Identify all lines in the data containing the string "goalie". Copy them out.

SUPPLIED MATERIAL:
---

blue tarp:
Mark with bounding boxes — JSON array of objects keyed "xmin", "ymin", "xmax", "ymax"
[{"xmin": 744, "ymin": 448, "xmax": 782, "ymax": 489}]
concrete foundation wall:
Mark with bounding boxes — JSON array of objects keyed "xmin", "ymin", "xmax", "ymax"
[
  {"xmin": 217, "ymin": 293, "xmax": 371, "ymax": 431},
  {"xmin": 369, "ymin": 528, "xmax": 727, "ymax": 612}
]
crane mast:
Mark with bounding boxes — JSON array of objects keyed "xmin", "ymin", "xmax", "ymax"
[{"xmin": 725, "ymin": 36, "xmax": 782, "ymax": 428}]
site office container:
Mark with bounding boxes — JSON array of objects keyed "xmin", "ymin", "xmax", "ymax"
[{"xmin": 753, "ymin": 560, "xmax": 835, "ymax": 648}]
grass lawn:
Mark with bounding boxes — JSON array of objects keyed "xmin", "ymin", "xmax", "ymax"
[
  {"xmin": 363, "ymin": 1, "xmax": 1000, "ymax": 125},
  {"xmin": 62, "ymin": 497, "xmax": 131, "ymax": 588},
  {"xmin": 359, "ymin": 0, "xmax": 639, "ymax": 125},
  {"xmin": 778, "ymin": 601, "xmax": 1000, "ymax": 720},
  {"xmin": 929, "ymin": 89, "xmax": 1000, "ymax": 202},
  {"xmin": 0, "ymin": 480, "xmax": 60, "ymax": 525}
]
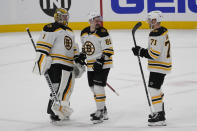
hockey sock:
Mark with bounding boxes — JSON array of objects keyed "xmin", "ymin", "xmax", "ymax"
[
  {"xmin": 149, "ymin": 87, "xmax": 164, "ymax": 112},
  {"xmin": 94, "ymin": 85, "xmax": 106, "ymax": 110}
]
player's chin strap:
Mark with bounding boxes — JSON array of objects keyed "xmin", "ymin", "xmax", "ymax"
[{"xmin": 132, "ymin": 22, "xmax": 154, "ymax": 116}]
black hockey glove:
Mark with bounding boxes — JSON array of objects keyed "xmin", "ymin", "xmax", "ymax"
[
  {"xmin": 132, "ymin": 46, "xmax": 146, "ymax": 57},
  {"xmin": 93, "ymin": 57, "xmax": 104, "ymax": 72},
  {"xmin": 74, "ymin": 53, "xmax": 86, "ymax": 65}
]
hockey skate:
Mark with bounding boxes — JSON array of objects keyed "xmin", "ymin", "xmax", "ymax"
[
  {"xmin": 90, "ymin": 109, "xmax": 105, "ymax": 124},
  {"xmin": 50, "ymin": 114, "xmax": 70, "ymax": 126},
  {"xmin": 90, "ymin": 106, "xmax": 108, "ymax": 121},
  {"xmin": 148, "ymin": 111, "xmax": 166, "ymax": 126},
  {"xmin": 49, "ymin": 115, "xmax": 63, "ymax": 126}
]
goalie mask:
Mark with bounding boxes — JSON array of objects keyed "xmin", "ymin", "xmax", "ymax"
[
  {"xmin": 147, "ymin": 11, "xmax": 163, "ymax": 28},
  {"xmin": 54, "ymin": 8, "xmax": 69, "ymax": 26}
]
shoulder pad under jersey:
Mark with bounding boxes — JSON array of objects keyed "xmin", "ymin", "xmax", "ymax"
[
  {"xmin": 43, "ymin": 22, "xmax": 73, "ymax": 32},
  {"xmin": 149, "ymin": 26, "xmax": 168, "ymax": 37},
  {"xmin": 43, "ymin": 22, "xmax": 60, "ymax": 32},
  {"xmin": 81, "ymin": 26, "xmax": 90, "ymax": 36},
  {"xmin": 60, "ymin": 26, "xmax": 73, "ymax": 32}
]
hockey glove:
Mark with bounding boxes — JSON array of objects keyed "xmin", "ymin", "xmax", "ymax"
[
  {"xmin": 93, "ymin": 57, "xmax": 104, "ymax": 72},
  {"xmin": 132, "ymin": 46, "xmax": 146, "ymax": 57},
  {"xmin": 74, "ymin": 53, "xmax": 86, "ymax": 65}
]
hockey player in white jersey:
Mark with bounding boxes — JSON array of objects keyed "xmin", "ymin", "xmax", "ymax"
[
  {"xmin": 132, "ymin": 11, "xmax": 172, "ymax": 126},
  {"xmin": 32, "ymin": 8, "xmax": 85, "ymax": 124},
  {"xmin": 79, "ymin": 11, "xmax": 114, "ymax": 124}
]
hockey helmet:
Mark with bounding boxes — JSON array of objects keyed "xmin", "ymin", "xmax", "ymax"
[
  {"xmin": 54, "ymin": 8, "xmax": 69, "ymax": 25},
  {"xmin": 88, "ymin": 10, "xmax": 102, "ymax": 21},
  {"xmin": 147, "ymin": 10, "xmax": 163, "ymax": 23}
]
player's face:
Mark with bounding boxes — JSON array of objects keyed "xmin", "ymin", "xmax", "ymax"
[
  {"xmin": 61, "ymin": 14, "xmax": 69, "ymax": 25},
  {"xmin": 93, "ymin": 16, "xmax": 103, "ymax": 29},
  {"xmin": 147, "ymin": 19, "xmax": 157, "ymax": 29}
]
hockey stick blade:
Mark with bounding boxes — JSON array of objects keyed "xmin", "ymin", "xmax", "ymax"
[{"xmin": 132, "ymin": 22, "xmax": 142, "ymax": 35}]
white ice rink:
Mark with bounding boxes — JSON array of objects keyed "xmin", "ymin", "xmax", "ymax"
[{"xmin": 0, "ymin": 29, "xmax": 197, "ymax": 131}]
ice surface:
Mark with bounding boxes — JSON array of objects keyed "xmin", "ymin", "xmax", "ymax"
[{"xmin": 0, "ymin": 29, "xmax": 197, "ymax": 131}]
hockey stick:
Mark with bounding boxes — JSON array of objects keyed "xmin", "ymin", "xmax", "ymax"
[
  {"xmin": 26, "ymin": 28, "xmax": 59, "ymax": 102},
  {"xmin": 106, "ymin": 83, "xmax": 119, "ymax": 96},
  {"xmin": 132, "ymin": 22, "xmax": 153, "ymax": 115}
]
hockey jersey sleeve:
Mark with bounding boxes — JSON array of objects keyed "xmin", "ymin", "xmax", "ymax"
[
  {"xmin": 36, "ymin": 31, "xmax": 56, "ymax": 55},
  {"xmin": 100, "ymin": 31, "xmax": 114, "ymax": 58},
  {"xmin": 33, "ymin": 30, "xmax": 56, "ymax": 75}
]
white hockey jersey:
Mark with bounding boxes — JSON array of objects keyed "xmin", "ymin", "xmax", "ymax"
[
  {"xmin": 80, "ymin": 26, "xmax": 114, "ymax": 71},
  {"xmin": 35, "ymin": 22, "xmax": 79, "ymax": 73},
  {"xmin": 147, "ymin": 26, "xmax": 172, "ymax": 74}
]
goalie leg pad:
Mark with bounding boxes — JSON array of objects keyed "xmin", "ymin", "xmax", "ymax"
[
  {"xmin": 59, "ymin": 101, "xmax": 73, "ymax": 118},
  {"xmin": 55, "ymin": 70, "xmax": 75, "ymax": 118},
  {"xmin": 57, "ymin": 70, "xmax": 74, "ymax": 103},
  {"xmin": 47, "ymin": 66, "xmax": 75, "ymax": 119},
  {"xmin": 51, "ymin": 100, "xmax": 65, "ymax": 120}
]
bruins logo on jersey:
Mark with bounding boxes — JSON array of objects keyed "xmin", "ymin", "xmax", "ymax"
[
  {"xmin": 64, "ymin": 36, "xmax": 72, "ymax": 50},
  {"xmin": 83, "ymin": 41, "xmax": 95, "ymax": 56}
]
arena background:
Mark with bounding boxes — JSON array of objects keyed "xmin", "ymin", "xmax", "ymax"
[{"xmin": 1, "ymin": 0, "xmax": 197, "ymax": 32}]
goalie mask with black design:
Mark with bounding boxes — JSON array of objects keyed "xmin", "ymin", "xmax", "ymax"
[{"xmin": 54, "ymin": 8, "xmax": 69, "ymax": 26}]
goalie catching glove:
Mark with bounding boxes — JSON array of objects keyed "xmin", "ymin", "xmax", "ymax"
[{"xmin": 32, "ymin": 52, "xmax": 52, "ymax": 75}]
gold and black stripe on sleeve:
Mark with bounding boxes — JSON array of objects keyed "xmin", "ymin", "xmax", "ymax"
[
  {"xmin": 73, "ymin": 46, "xmax": 79, "ymax": 55},
  {"xmin": 148, "ymin": 48, "xmax": 160, "ymax": 59},
  {"xmin": 87, "ymin": 60, "xmax": 96, "ymax": 68},
  {"xmin": 103, "ymin": 47, "xmax": 114, "ymax": 57},
  {"xmin": 104, "ymin": 57, "xmax": 113, "ymax": 65},
  {"xmin": 87, "ymin": 58, "xmax": 113, "ymax": 68},
  {"xmin": 36, "ymin": 41, "xmax": 53, "ymax": 55},
  {"xmin": 148, "ymin": 60, "xmax": 172, "ymax": 71}
]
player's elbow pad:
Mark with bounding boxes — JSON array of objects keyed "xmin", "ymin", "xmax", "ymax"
[{"xmin": 32, "ymin": 52, "xmax": 52, "ymax": 75}]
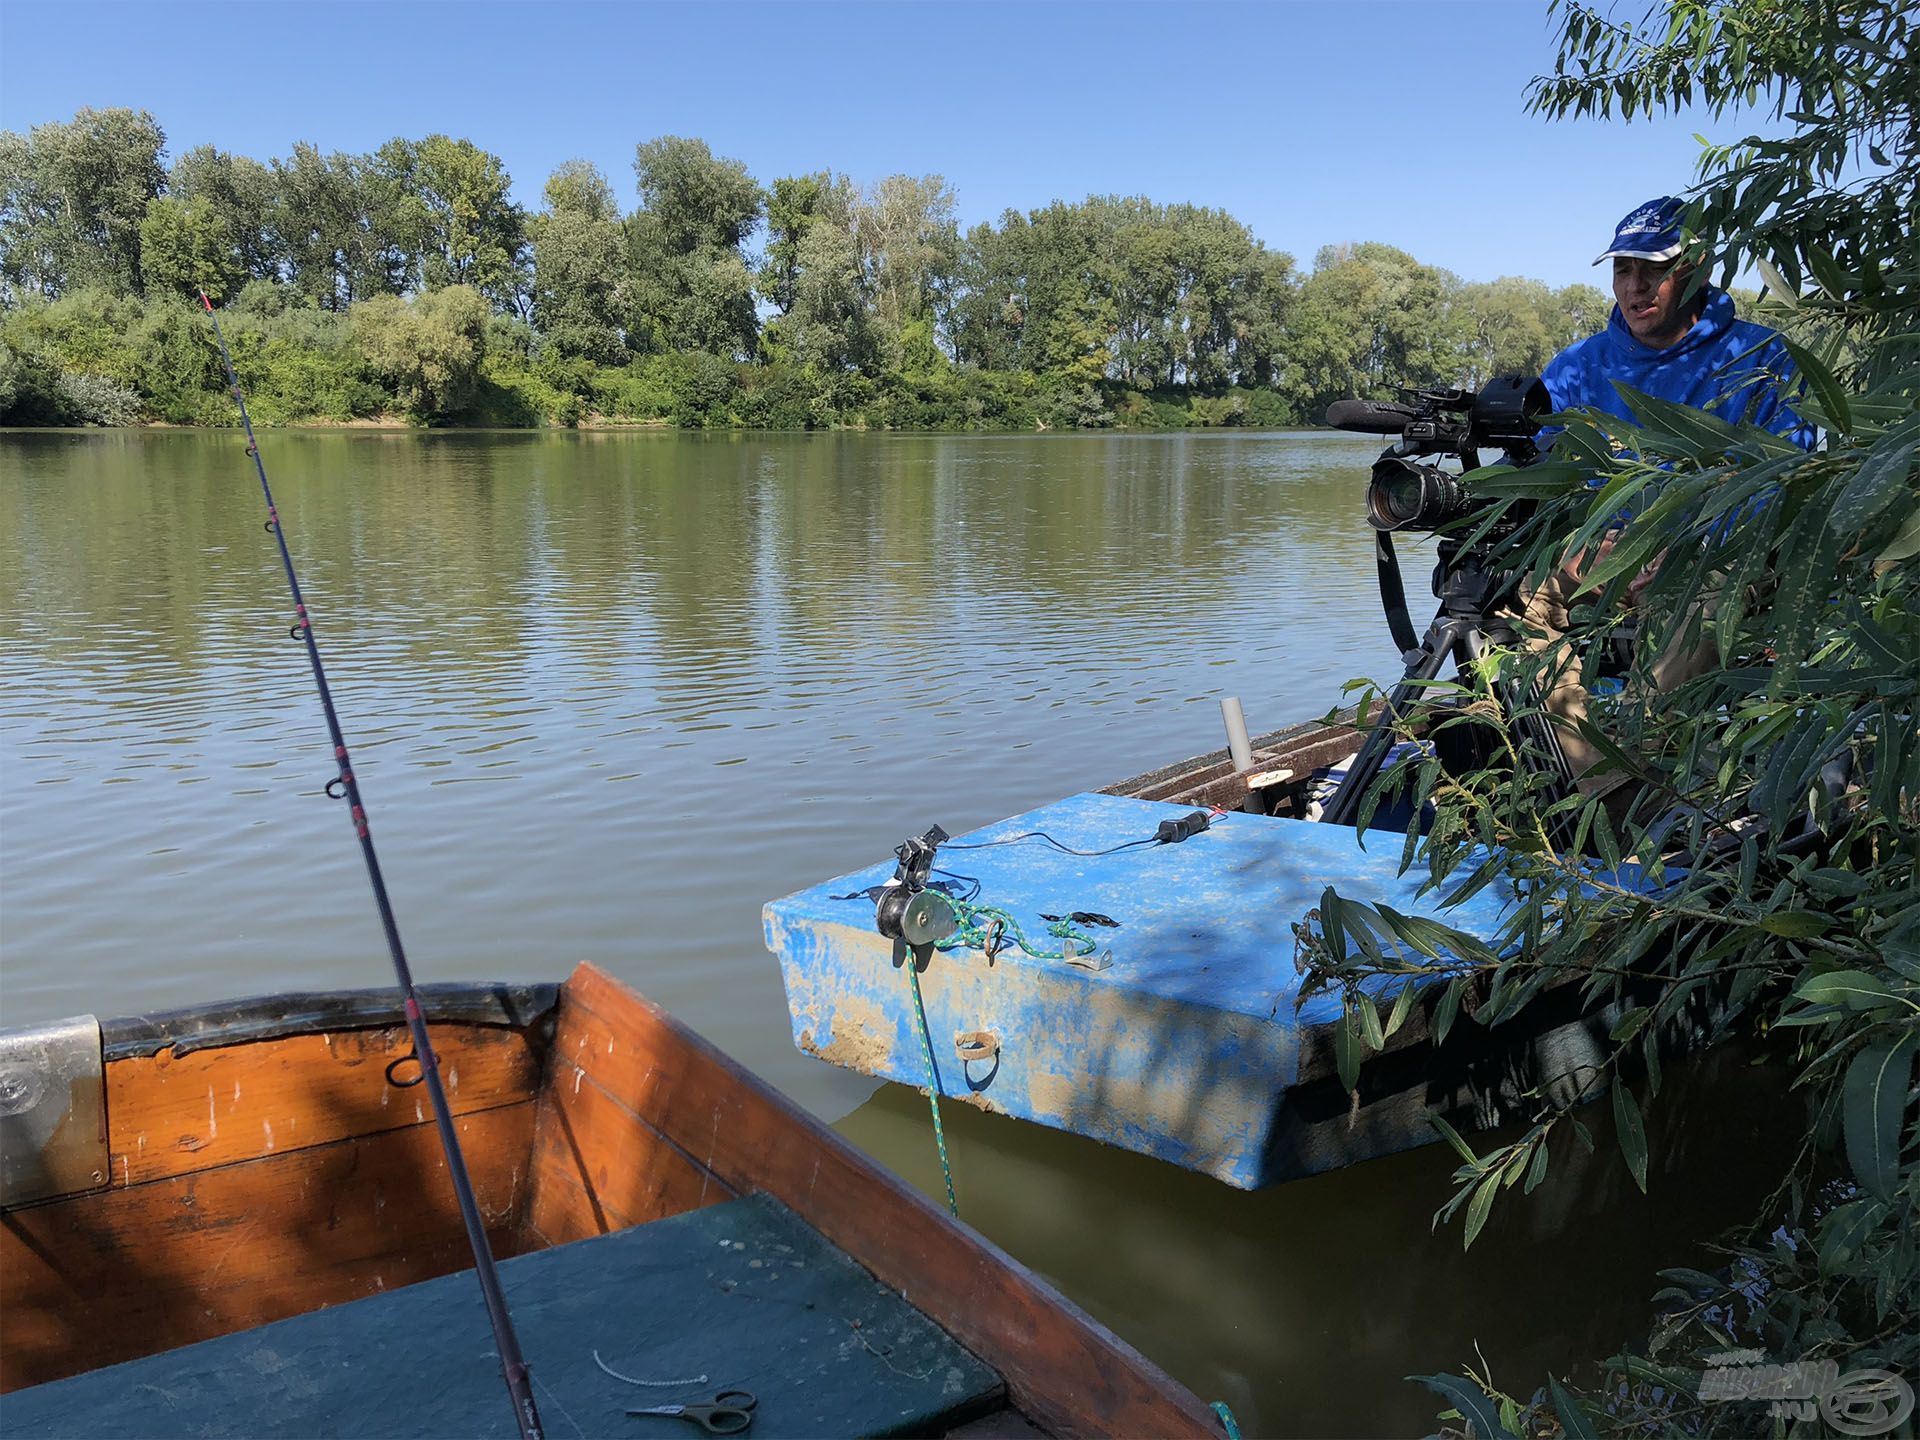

---

TASK RESPONSE:
goalie mask:
goalie leg pad:
goalie mask with black design:
goalie catching glove:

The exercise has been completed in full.